### PAGE
○ ○ ○ ○ ○ ○ ○

GROUP BY and HAVING

8 min read

Aggregate functions like COUNT(*) and SUM(total) give you one number across a whole table. The next step up — and one of the most powerful patterns in SQL — is computing aggregates per group of rows: orders per user, products per category, bugs per reporter, duplicate emails per address. That's what GROUP BY does, and HAVING lets you filter those groups. Together they answer almost every "how many X per Y?" question testers and PMs ask.

What GROUP BY actually does

GROUP BY collapses rows that share a value in the named column(s) into a single output row. Aggregates (COUNT, SUM, AVG, MAX, MIN) are then applied separately to each group.

-- How many orders does each user have?
SELECT user_id, COUNT(*) AS order_count
FROM orders
GROUP BY user_id;

Result:

| user_id | order_count |
|---------|-------------|
| 1       | 1           |
| 2       | 2           |
| 4       | 1           |
| 5       | 1           |

Five orders in orders, but the result has only four rows — Bob (user 2) has two orders, which collapsed into one row with order_count = 2. That's the whole idea: groups of rows become single summary rows.

How GROUP BY runs, in stages

Step 1 of 5

FROM + WHERE

Start with all rows from the table, then filter individual rows with WHERE.

The order matters: WHERE filters individual rows before grouping; HAVING filters after. If you mix them up the database refuses your query — but the error messages aren't always obvious, so it pays to know the order cold.

GROUP BY with JOINs — the readable version

Showing user_id = 1 is awkward. Joining users makes the result human-readable:

SELECT
    u.name,
    COUNT(o.id)      AS order_count,
    SUM(o.total)     AS total_spent
FROM users u
LEFT JOIN orders o ON u.id = o.user_id
GROUP BY u.id, u.name;

Result:

| name        | order_count | total_spent |
|-------------|-------------|-------------|
| Alice Khan  | 1           | 145.00      |
| Bob Patel   | 2           |  368.50     |
| Carol Singh | 0           | NULL        |
| Dan Müller  | 1           |  63.00      |
| Esha Roy    | 1           |  25.00      |

Two details to call out:

  • LEFT JOIN keeps Carol in the result with order_count = 0. With INNER JOIN she'd vanish — and a missing user is exactly the wrong answer to "how many orders does each user have?".
  • COUNT(o.id) vs COUNT(*). COUNT(o.id) counts rows where o.id is non-NULL — so Carol's (NULL-padded) row contributes 0. COUNT(*) would have counted Carol's row as 1. The difference matters; pick the one that says what you mean.

○ ○ ○ ○ ○ ○ ○

### SUPPLIED MATERIAL
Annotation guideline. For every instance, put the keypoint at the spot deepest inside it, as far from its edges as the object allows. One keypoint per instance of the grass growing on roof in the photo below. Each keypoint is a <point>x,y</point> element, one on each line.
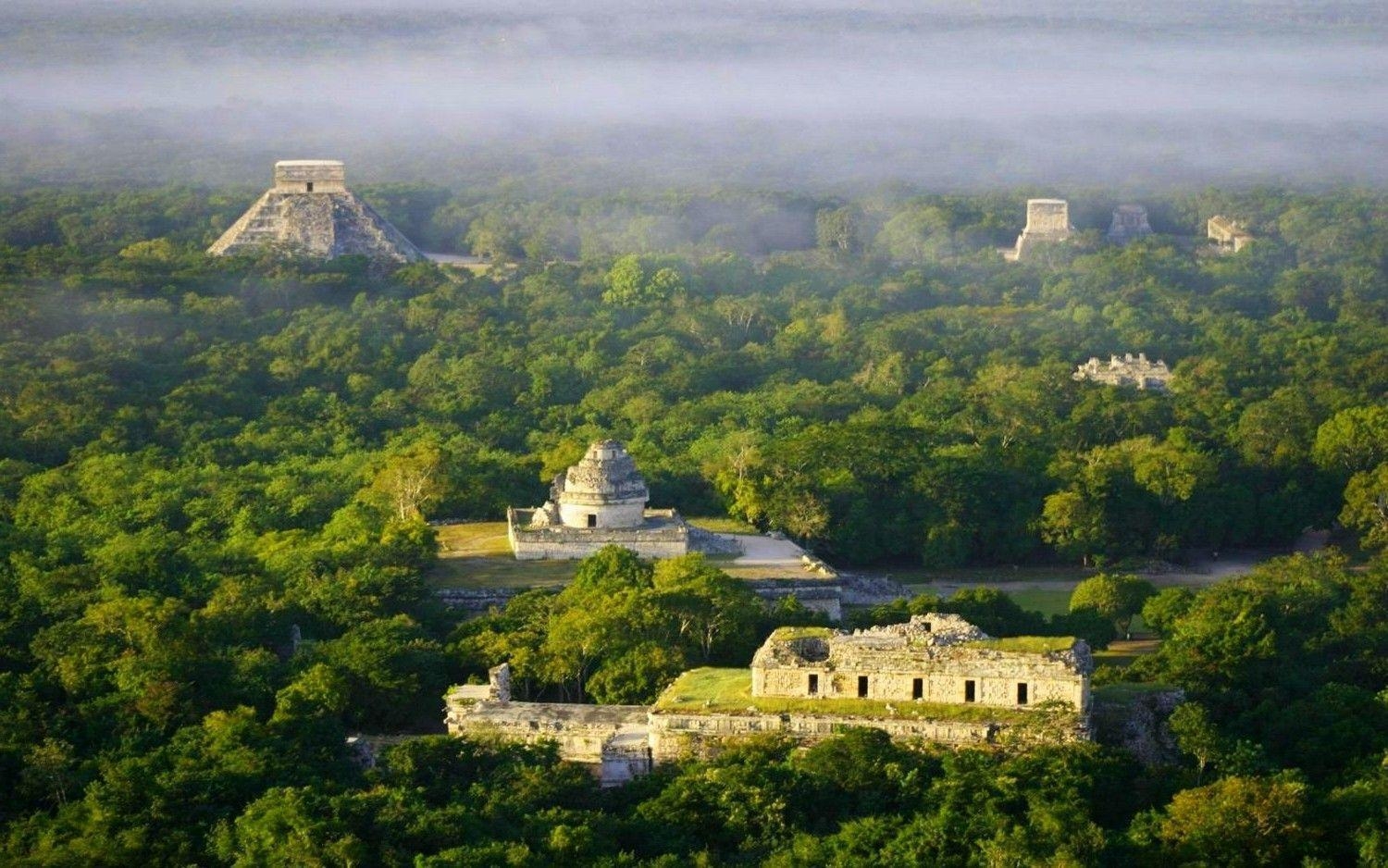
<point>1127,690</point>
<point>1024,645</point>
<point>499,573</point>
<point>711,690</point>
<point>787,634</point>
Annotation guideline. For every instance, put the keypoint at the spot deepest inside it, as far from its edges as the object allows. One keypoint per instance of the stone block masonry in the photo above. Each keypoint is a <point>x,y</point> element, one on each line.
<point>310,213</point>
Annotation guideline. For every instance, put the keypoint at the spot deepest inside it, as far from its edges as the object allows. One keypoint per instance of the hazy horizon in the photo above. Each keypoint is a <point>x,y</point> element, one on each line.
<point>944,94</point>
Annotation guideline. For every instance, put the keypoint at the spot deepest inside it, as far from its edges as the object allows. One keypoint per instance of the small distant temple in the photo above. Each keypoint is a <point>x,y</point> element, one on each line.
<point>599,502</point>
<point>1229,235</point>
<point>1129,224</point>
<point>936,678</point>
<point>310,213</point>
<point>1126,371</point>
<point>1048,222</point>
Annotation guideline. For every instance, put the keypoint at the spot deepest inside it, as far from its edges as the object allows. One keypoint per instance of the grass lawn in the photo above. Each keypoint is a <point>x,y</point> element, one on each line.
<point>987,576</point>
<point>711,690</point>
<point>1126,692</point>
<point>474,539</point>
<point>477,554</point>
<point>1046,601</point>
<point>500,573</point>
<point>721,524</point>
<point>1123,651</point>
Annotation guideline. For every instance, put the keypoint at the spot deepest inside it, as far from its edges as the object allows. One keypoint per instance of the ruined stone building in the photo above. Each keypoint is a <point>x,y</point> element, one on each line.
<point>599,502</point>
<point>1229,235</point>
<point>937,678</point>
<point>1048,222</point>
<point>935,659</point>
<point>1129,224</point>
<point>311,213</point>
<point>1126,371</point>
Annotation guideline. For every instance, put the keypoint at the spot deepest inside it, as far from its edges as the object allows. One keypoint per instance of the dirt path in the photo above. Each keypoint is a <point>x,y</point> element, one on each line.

○ ○ ○ ○ ○ ○ ○

### SET EXERCISE
Reproduce the passage of the SQL grouping page from "Two details to" to "what you mean." word for word.

### FULL RESPONSE
Two details to call out:

  • LEFT JOIN keeps Carol in the result with order_count = 0. With INNER JOIN she'd vanish — and a missing user is exactly the wrong answer to "how many orders does each user have?".
  • COUNT(o.id) vs COUNT(*). COUNT(o.id) counts rows where o.id is non-NULL — so Carol's (NULL-padded) row contributes 0. COUNT(*) would have counted Carol's row as 1. The difference matters; pick the one that says what you mean.